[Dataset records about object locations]
——
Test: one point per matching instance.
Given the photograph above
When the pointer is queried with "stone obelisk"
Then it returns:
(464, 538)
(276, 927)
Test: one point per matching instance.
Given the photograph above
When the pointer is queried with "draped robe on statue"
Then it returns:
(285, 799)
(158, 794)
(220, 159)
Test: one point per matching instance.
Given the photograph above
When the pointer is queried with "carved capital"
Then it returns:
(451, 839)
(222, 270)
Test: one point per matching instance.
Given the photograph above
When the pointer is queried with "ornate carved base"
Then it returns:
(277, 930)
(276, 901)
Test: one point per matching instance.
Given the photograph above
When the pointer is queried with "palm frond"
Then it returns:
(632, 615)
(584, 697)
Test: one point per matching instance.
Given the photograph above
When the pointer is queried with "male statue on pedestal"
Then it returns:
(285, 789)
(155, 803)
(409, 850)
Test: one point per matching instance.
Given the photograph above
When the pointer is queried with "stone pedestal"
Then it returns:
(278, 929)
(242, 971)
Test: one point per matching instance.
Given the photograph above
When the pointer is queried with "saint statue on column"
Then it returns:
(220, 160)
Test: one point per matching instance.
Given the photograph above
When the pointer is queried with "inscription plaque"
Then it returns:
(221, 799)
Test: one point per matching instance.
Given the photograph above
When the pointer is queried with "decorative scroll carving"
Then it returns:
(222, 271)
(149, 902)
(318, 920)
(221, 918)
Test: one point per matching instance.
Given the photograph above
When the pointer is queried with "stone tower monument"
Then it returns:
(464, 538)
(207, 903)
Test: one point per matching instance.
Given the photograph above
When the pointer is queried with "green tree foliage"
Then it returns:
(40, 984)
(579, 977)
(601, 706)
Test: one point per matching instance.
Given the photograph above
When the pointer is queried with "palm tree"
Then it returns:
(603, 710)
——
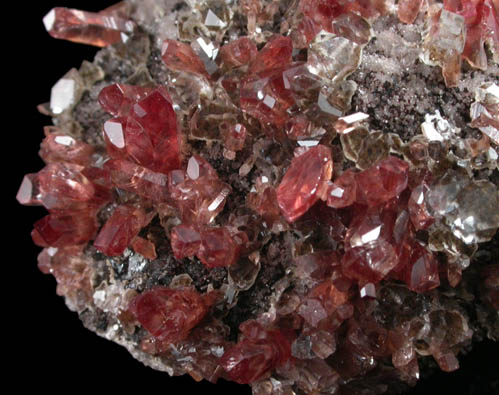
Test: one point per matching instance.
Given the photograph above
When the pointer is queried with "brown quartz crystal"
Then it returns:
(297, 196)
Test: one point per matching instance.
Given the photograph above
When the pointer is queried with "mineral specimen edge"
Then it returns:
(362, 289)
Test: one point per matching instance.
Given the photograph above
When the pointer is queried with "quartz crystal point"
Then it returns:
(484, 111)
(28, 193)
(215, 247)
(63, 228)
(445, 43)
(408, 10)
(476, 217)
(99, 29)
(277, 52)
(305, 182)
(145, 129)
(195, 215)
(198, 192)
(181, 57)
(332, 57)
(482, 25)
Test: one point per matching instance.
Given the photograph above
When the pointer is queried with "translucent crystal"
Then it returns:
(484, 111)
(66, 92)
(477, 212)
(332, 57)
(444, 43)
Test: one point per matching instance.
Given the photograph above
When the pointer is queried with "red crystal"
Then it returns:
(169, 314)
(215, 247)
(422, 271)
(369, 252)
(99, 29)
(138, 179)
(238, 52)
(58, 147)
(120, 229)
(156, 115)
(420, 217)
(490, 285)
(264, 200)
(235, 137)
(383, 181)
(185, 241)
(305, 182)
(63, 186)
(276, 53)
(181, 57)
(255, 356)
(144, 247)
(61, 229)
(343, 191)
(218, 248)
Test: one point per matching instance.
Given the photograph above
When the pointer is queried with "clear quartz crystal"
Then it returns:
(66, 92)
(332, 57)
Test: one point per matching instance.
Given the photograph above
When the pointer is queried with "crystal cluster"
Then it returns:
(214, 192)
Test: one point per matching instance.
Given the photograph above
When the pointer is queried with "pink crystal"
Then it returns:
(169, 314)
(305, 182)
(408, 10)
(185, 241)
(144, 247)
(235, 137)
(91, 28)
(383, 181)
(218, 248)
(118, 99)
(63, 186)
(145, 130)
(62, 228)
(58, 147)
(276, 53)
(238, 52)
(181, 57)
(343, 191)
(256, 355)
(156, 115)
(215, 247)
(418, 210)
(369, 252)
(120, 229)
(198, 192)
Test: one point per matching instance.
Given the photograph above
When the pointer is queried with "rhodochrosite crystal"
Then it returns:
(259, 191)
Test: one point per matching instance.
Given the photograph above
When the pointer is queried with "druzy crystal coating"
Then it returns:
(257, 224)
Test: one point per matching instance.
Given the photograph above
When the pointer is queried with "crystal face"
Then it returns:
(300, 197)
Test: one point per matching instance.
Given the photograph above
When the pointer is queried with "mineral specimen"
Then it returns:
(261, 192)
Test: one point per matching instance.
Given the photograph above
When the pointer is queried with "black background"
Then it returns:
——
▶ _To do_:
How many lines in the items above contain the word "pedestal"? Give only the number.

▶ _Solution to this exercise_:
2